Information provided —
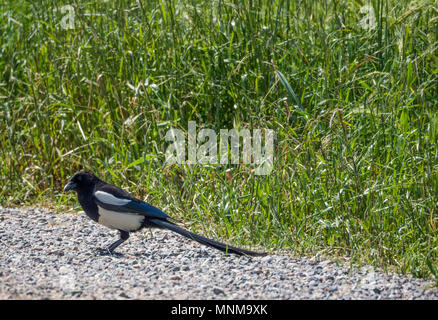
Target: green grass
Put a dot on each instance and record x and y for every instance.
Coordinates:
(354, 111)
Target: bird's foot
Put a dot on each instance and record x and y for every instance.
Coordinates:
(103, 252)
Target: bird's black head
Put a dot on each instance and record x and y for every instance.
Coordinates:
(81, 181)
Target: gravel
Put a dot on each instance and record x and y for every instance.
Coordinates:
(44, 255)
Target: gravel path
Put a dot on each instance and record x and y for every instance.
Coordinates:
(50, 256)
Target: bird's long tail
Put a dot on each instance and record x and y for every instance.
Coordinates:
(205, 241)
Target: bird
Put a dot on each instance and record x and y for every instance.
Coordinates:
(117, 209)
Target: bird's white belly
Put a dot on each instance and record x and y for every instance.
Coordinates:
(121, 221)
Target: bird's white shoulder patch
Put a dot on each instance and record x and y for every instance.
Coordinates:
(108, 198)
(120, 220)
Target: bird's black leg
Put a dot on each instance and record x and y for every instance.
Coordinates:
(123, 237)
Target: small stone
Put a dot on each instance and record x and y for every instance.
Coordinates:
(218, 291)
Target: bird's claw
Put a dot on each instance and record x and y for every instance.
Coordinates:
(103, 252)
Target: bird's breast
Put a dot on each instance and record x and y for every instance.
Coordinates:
(122, 221)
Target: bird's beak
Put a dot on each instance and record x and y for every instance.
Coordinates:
(69, 186)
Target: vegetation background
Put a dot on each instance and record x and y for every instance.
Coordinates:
(349, 87)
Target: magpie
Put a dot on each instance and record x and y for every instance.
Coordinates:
(117, 209)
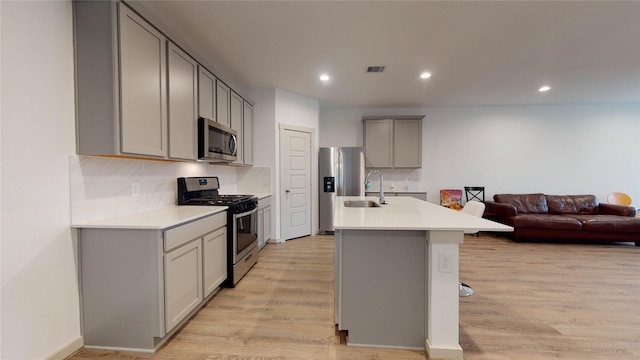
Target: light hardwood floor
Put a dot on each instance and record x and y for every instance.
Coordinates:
(531, 301)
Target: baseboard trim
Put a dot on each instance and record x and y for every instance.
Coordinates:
(434, 353)
(67, 350)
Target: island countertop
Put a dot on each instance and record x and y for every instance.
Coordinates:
(406, 213)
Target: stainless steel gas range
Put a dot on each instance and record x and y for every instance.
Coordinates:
(242, 234)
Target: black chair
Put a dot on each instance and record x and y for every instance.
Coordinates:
(474, 193)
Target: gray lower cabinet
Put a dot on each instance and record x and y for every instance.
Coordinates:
(215, 260)
(139, 285)
(183, 104)
(393, 142)
(182, 282)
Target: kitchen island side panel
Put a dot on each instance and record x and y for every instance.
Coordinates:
(383, 288)
(121, 293)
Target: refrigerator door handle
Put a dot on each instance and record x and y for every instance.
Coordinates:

Exercise brief — Copy every line of the records above verbatim, omitting the pictures.

Final result —
Target: green grass
Put a dot on each instance and record x and y for every instance.
Coordinates:
(354, 111)
Target: bird's foot
Put a dot on each instance and record x and y for every instance.
Coordinates:
(103, 252)
Target: bird's black head
Put a dot on each instance and record x and y for every instance.
Coordinates:
(81, 181)
Target: gravel
Put a dot on each instance and record x and y for every instance.
Coordinates:
(44, 255)
Target: gravel path
Put a dot on each instance and record x and y for every instance.
Coordinates:
(50, 256)
Target: bird's long tail
Put a dot on each instance and record x and y for every instance.
Coordinates:
(205, 241)
Target: bird
Put a dot on each instance and record x and y for every instance.
Coordinates:
(117, 209)
Target: bird's white belly
Put a dot on each instance and record x and y for every instance.
Coordinates:
(121, 221)
Target: bird's white shoulder patch
Put a dot on each instance and record x and y for every instance.
Coordinates:
(108, 198)
(120, 220)
Target: bird's black leg
Put a dot on each instance and record x and y for every instance.
Coordinates:
(123, 237)
Target: small stone
Put a dot on each instance and record x and y for every instance.
Coordinates:
(218, 291)
Target: bird's claw
Put a dot on each instance and record x and y for every instance.
Coordinates:
(103, 252)
Target: bird's breast
Put a dot on each instance and record x and y for every instance.
Coordinates:
(122, 221)
Target: bird's beak
Put a dot on each instance and record x and y for every instance.
Coordinates:
(69, 186)
Target: vegetation background
Put a dot on each instance and record x and y for every instance.
Coordinates:
(349, 87)
Target: magpie
Put a dot on each instance and record x and y for every instance.
Coordinates:
(117, 209)
Target: light hardwood floor
Put a dot on each instance and record x and y for every instance.
Coordinates:
(531, 301)
Target: baseboard trim
Put a dot on each instance and record x and y for every instance.
Coordinates:
(434, 353)
(67, 350)
Target: island countertop
Put a dot on each instance and record x and y for every instance.
Coordinates:
(406, 213)
Target: stainless steel gas range
Put a dot on each instance and record x and y for every instance.
Coordinates:
(242, 234)
Target: black chair
Put a dot on each instance and record x and y for every instance.
Coordinates:
(474, 193)
Target: gray lower cabinet
Put a dot on each instance and record x and y for every instance.
Coordinates:
(215, 260)
(139, 285)
(183, 104)
(393, 142)
(182, 282)
Target: kitchen island side panel
Put a dot on each instance and record x and y for every instance.
Coordinates:
(383, 288)
(121, 293)
Target: refrigerator door handle
Put a dot on each instance and record x and y for every instance.
Coordinates:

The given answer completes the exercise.